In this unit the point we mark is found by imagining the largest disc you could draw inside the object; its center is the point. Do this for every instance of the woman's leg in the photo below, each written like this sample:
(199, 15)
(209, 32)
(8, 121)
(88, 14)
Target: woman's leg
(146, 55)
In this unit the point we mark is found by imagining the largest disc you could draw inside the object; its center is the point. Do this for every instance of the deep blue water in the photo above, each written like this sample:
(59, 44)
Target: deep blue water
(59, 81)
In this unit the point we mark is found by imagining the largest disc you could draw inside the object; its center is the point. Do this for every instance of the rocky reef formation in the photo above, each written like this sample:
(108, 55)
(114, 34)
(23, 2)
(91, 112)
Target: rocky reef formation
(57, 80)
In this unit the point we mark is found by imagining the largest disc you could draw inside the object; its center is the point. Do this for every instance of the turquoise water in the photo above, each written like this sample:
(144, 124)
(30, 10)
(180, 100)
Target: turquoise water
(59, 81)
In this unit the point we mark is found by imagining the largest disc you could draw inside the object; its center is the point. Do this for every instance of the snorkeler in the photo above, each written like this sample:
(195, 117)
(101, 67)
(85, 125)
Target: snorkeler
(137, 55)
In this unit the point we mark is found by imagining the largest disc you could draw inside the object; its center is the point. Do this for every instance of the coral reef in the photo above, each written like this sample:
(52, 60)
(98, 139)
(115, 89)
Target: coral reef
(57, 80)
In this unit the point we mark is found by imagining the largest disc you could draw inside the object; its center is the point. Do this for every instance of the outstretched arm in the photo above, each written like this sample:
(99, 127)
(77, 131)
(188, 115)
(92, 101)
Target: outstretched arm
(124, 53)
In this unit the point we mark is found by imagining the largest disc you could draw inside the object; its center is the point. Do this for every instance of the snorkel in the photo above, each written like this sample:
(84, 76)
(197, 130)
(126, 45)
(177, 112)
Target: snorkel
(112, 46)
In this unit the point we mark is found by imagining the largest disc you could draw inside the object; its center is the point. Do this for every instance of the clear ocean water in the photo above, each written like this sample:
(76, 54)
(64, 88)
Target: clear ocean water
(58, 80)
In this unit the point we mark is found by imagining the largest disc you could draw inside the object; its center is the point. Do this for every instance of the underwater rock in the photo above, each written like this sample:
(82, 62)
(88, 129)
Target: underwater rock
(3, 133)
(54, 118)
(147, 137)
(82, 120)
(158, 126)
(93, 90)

════════════════════

#### Problem details:
Render every one of the lines above as a JSON list of strings, one string per line, leaving out blank lines.

#### Solution to this problem:
[
  "In this unit the point we mark is found by imagining the largest disc you could draw inside the object; its center is the point. Do this for every instance of the woman's leg in the photo below, each written like this sample:",
  "(199, 15)",
  "(209, 32)",
  "(8, 121)",
  "(88, 14)",
  "Target: woman's leg",
  "(146, 55)",
  "In this unit the point we mark is found by imagining the largest disc you could draw inside the object; its center is the point. Do this for every instance of the deep blue water in the photo above, each written like this sample:",
  "(59, 44)",
  "Target: deep blue water",
  "(59, 81)",
  "In this unit the point we mark is found by imagining the largest disc you could draw inside the object; its center is the point. Do this for every instance of the rocky reef formation in the photo above, each written like this sample:",
  "(108, 55)",
  "(114, 34)",
  "(23, 2)",
  "(91, 112)",
  "Target: rocky reef formation",
  "(57, 80)",
  "In this unit the point we mark is found by imagining the largest disc you could draw inside the object; its center is the point. Do this for every instance of the turquoise water in the photo above, each written like this sample:",
  "(144, 124)",
  "(30, 10)",
  "(180, 100)",
  "Target: turquoise water",
  "(59, 81)",
  "In this unit the point we mark is found by imagining the largest disc you could draw inside the object; its center is the point. Do this for every instance of the snorkeler in the photo above, each written like this sample:",
  "(195, 117)",
  "(101, 67)",
  "(85, 125)",
  "Target: snorkeler",
  "(137, 55)",
  "In this unit the point we mark is found by imagining the largest disc you could draw inside the object; its center is the point. Do this for every instance of the coral reef in the photo above, each written like this sample:",
  "(52, 60)",
  "(98, 139)",
  "(115, 89)",
  "Target: coral reef",
  "(57, 80)",
  "In this unit the point we mark is found by imagining the largest disc you could draw inside the object; its center is the point. Do this for every instance of the outstretched arm in the photo above, each written like this sample:",
  "(99, 127)",
  "(77, 131)",
  "(188, 115)",
  "(92, 101)",
  "Target: outstretched arm",
  "(124, 53)",
  "In this unit the point we mark is found by imagining the largest disc you could draw inside the object; its center is the point. Do this for every instance of the snorkel in the photo above, each written like this sample:",
  "(84, 76)",
  "(197, 130)",
  "(126, 45)",
  "(177, 112)",
  "Target: snorkel",
  "(112, 46)",
  "In this unit the point we mark is found by imagining the largest disc you could draw inside the object; its center is the point. Do this for every instance of the clear ocean water in the photo above, each written like this sample:",
  "(76, 54)",
  "(64, 88)",
  "Target: clear ocean water",
  "(58, 80)",
  "In this unit the point we mark is found by imagining the largest disc you could draw inside the object; its center is the point. Do this for every instance of the underwater rock in the photo above, each written like this sample:",
  "(82, 62)",
  "(88, 129)",
  "Target: underwater rock",
  "(3, 133)",
  "(54, 118)",
  "(147, 137)",
  "(82, 120)",
  "(158, 126)",
  "(93, 90)"
]